== Segment start ==

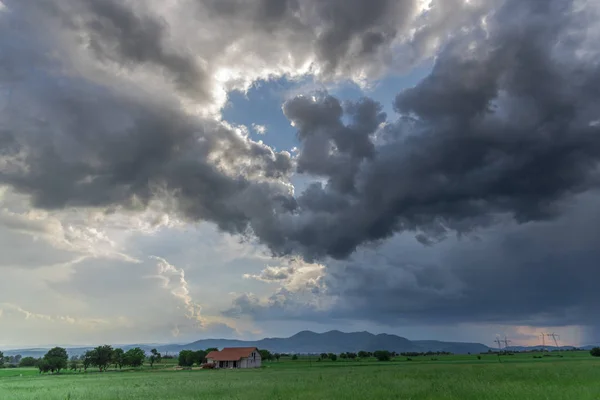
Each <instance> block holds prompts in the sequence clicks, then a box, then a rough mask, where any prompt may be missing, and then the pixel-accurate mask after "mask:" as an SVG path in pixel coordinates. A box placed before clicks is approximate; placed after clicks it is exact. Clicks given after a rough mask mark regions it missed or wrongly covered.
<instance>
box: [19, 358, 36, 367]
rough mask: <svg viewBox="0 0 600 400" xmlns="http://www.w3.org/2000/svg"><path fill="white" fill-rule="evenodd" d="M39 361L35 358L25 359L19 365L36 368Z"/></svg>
mask: <svg viewBox="0 0 600 400" xmlns="http://www.w3.org/2000/svg"><path fill="white" fill-rule="evenodd" d="M36 362H37V359H35V358H33V357H23V358H22V359H21V362H20V363H19V367H35V365H36Z"/></svg>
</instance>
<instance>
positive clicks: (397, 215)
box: [285, 1, 600, 258]
mask: <svg viewBox="0 0 600 400" xmlns="http://www.w3.org/2000/svg"><path fill="white" fill-rule="evenodd" d="M567 5H568V4H567ZM585 21H587V20H586V17H585V16H584V15H583V14H582V13H581V12H577V11H574V8H572V7H565V2H563V1H560V2H559V1H556V2H552V1H551V2H544V6H541V5H540V3H539V2H536V1H532V2H523V1H510V2H506V3H505V4H504V6H503V7H502V8H501V9H499V10H498V11H497V12H496V14H495V15H494V18H493V19H492V18H490V20H488V21H487V25H486V29H487V30H483V28H482V27H477V26H474V27H472V29H470V30H466V31H465V32H463V33H457V36H456V37H455V39H453V40H452V41H451V42H450V43H449V44H448V46H447V47H446V48H445V49H444V51H443V52H442V53H441V54H440V55H439V58H438V60H437V62H436V65H435V66H434V68H433V71H432V72H431V74H430V75H429V76H428V77H427V78H425V79H424V80H423V81H422V82H420V83H419V84H418V85H417V86H416V87H414V88H412V89H409V90H407V91H405V92H403V93H401V94H399V95H398V97H397V99H396V102H395V106H396V108H397V110H398V111H399V112H401V113H405V114H408V115H412V117H413V118H414V121H413V125H412V126H413V128H412V129H411V130H404V129H405V126H406V124H401V123H398V125H397V126H396V127H394V126H388V127H387V130H388V131H393V130H394V129H397V130H399V132H397V133H396V134H395V135H388V136H390V137H394V136H395V137H397V138H399V139H397V140H393V141H390V142H387V143H385V144H383V145H380V146H378V147H377V148H376V149H375V153H374V155H372V156H370V157H363V159H361V160H360V163H358V164H355V165H359V166H360V167H359V168H358V172H355V171H353V170H352V168H349V167H350V164H346V165H341V166H340V168H338V169H337V170H336V169H334V168H331V165H338V162H337V160H338V159H344V158H349V159H353V157H354V156H355V155H356V153H355V152H354V151H355V149H356V148H360V149H365V148H368V146H367V145H368V144H371V140H372V135H373V134H374V133H375V128H376V124H366V125H363V126H364V127H365V131H364V132H361V134H360V135H358V136H354V137H353V136H352V135H350V134H349V133H344V135H345V136H344V137H345V138H348V140H350V141H351V142H352V143H353V144H356V145H357V146H358V147H353V146H346V147H342V146H336V151H335V152H332V151H331V150H330V149H331V147H332V146H334V145H336V142H335V139H334V140H332V137H327V135H324V134H322V133H320V132H328V135H330V136H333V135H335V132H336V131H337V130H339V129H340V128H338V126H339V125H340V124H341V123H340V122H339V121H340V120H341V118H342V112H341V109H340V107H339V105H337V104H336V101H335V99H331V98H329V97H325V98H323V99H320V100H318V101H316V102H310V101H309V100H307V99H306V98H299V99H294V100H291V101H290V103H288V105H286V107H285V110H287V114H288V115H289V116H290V117H291V119H292V121H293V122H294V123H295V124H296V126H298V127H299V131H298V132H299V139H300V140H301V141H302V144H303V146H302V150H301V157H300V158H299V166H301V165H302V163H303V161H306V160H309V161H312V159H311V158H310V157H309V156H307V155H304V154H302V153H303V152H307V153H309V154H318V156H316V157H315V159H317V160H318V162H317V161H312V162H311V163H308V165H310V166H311V168H312V171H311V172H313V173H317V174H319V175H322V176H325V177H326V178H328V184H327V185H326V186H325V187H321V188H318V187H314V186H313V187H311V188H310V190H309V191H307V192H306V193H304V194H303V195H300V197H299V199H298V201H299V203H300V204H303V205H304V206H305V207H304V209H303V211H304V215H305V217H306V219H305V220H304V221H305V223H304V224H303V225H302V226H301V228H300V229H299V230H297V231H295V232H293V234H292V235H291V236H290V237H291V239H292V240H293V241H296V242H297V243H298V244H299V245H300V246H301V247H304V248H305V250H306V252H307V254H316V255H326V254H327V255H330V256H333V257H336V258H345V257H347V256H348V255H350V254H351V253H352V252H353V251H354V250H355V249H356V247H357V246H358V245H360V244H363V243H366V242H370V241H378V240H380V239H384V238H387V237H390V236H391V235H392V234H394V232H399V231H405V230H410V231H416V232H418V233H419V238H420V240H422V241H424V242H428V243H431V242H435V241H437V240H439V239H443V238H444V237H445V236H446V235H447V233H448V232H451V231H457V232H459V233H462V232H469V231H470V230H472V229H473V228H476V227H478V226H485V225H487V224H489V223H491V222H492V221H493V217H494V215H497V214H506V213H508V214H510V215H512V216H514V218H515V219H517V220H518V221H520V222H526V221H535V220H542V219H547V218H552V217H554V216H556V215H558V214H559V213H560V212H561V206H562V203H563V201H565V200H567V199H568V198H570V196H572V195H573V194H576V193H582V192H585V191H587V190H589V189H591V188H594V187H597V185H598V179H597V178H598V175H597V171H598V160H599V158H600V127H598V126H597V125H594V124H590V122H591V121H592V120H595V119H596V114H597V110H598V109H599V106H600V92H599V91H598V88H599V87H598V80H597V77H598V74H599V68H598V64H597V53H596V55H595V57H596V63H589V62H585V63H584V62H579V61H578V56H577V54H576V53H577V52H578V51H580V50H581V48H580V46H578V41H577V38H578V35H580V34H582V32H579V31H578V29H579V28H581V29H584V28H582V27H584V26H586V25H585V24H584V22H585ZM567 39H568V41H567ZM590 50H591V51H594V50H593V49H590ZM374 109H375V108H372V109H371V118H372V116H373V115H374V113H373V110H374ZM349 116H350V117H352V115H351V114H349ZM371 120H372V121H375V119H371ZM350 131H351V129H349V132H350ZM307 132H310V134H308V133H307ZM363 154H364V153H363ZM371 154H372V153H371ZM355 170H356V169H355ZM338 171H339V172H338ZM340 179H341V180H342V182H344V185H343V188H342V189H340V185H339V180H340ZM347 188H355V190H354V191H351V192H349V191H348V190H346V189H347ZM347 192H349V193H348V194H347ZM306 196H310V198H309V199H306V198H305V197H306ZM316 199H318V201H317V200H316ZM322 204H323V205H322ZM331 204H336V207H335V211H333V212H331V211H324V210H331ZM306 221H309V222H306Z"/></svg>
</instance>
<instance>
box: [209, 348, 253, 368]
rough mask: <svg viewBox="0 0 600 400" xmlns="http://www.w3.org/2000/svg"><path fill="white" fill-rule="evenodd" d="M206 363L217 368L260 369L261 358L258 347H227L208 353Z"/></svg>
mask: <svg viewBox="0 0 600 400" xmlns="http://www.w3.org/2000/svg"><path fill="white" fill-rule="evenodd" d="M206 363H207V364H213V365H214V366H215V368H258V367H260V364H261V358H260V353H259V352H258V349H257V348H256V347H225V348H224V349H223V350H221V351H211V352H210V353H208V354H207V355H206Z"/></svg>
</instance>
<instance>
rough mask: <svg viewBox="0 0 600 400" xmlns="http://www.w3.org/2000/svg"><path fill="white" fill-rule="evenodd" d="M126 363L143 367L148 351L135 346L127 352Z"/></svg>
mask: <svg viewBox="0 0 600 400" xmlns="http://www.w3.org/2000/svg"><path fill="white" fill-rule="evenodd" d="M124 358H125V365H129V366H131V367H134V368H135V367H141V366H142V365H144V360H145V359H146V353H144V350H142V349H140V348H139V347H134V348H133V349H129V350H127V351H126V352H125V355H124Z"/></svg>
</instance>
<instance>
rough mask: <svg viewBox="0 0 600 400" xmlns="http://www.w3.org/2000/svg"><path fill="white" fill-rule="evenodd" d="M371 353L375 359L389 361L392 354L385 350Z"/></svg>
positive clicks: (391, 355)
mask: <svg viewBox="0 0 600 400" xmlns="http://www.w3.org/2000/svg"><path fill="white" fill-rule="evenodd" d="M373 355H374V356H375V358H376V359H377V361H390V360H391V359H392V354H391V353H390V352H389V351H387V350H377V351H376V352H374V353H373Z"/></svg>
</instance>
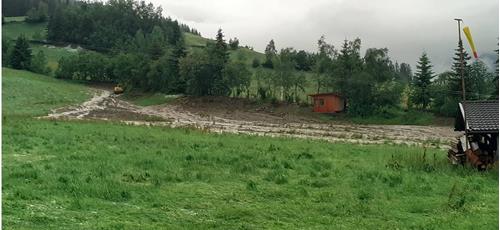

== Segment end ==

• _WHAT IS REQUIRED_: List each line of the records that contains the word "positive", copying it in full.

• _EXPECTED OUTPUT_:
positive clicks: (397, 215)
positive clicks: (391, 355)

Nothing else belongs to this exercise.